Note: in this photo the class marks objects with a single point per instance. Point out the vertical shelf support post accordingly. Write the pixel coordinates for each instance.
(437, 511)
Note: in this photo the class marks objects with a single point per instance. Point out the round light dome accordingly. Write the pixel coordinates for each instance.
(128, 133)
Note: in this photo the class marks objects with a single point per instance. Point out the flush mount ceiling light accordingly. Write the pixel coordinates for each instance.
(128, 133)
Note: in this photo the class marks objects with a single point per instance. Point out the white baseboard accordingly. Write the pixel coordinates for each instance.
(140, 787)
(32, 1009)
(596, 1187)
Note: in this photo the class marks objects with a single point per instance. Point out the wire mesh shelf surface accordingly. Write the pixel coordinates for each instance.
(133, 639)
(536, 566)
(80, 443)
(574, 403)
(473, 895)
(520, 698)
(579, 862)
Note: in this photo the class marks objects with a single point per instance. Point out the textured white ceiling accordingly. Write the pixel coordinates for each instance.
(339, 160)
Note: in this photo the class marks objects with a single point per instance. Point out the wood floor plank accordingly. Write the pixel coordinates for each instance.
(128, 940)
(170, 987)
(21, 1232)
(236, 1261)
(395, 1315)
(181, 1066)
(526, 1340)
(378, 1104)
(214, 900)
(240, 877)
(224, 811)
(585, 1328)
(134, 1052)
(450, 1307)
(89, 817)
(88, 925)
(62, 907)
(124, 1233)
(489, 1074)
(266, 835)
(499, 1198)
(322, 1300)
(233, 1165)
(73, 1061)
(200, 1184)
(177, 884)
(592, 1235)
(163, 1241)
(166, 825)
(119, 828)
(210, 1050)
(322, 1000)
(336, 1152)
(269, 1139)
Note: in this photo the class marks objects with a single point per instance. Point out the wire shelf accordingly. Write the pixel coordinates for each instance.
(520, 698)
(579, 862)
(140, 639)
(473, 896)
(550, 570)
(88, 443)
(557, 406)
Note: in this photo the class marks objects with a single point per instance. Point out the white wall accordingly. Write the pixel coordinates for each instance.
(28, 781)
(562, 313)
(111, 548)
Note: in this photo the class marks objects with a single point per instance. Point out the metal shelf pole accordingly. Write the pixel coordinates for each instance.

---

Could you recast the entries above as a Markdown table with the columns "No." and "Line"? Start with the line containing "out the flush" and go on through the line containing "(596, 1187)", including both, and number each line while leaving out blank lines.

COMPLETE RESPONSE →
| No. | Line |
|---|---|
| 1 | Note: in this photo the class marks objects with a single point per instance. Point out the flush mount ceiling light accordingly. Write the pixel coordinates for each instance. |
| 2 | (128, 133) |
| 3 | Note: in this photo the class marks objects with a single point per instance. Point out the white baseboard accordingly. Write the pixel coordinates for each instance. |
| 4 | (140, 787) |
| 5 | (32, 1009) |
| 6 | (596, 1187) |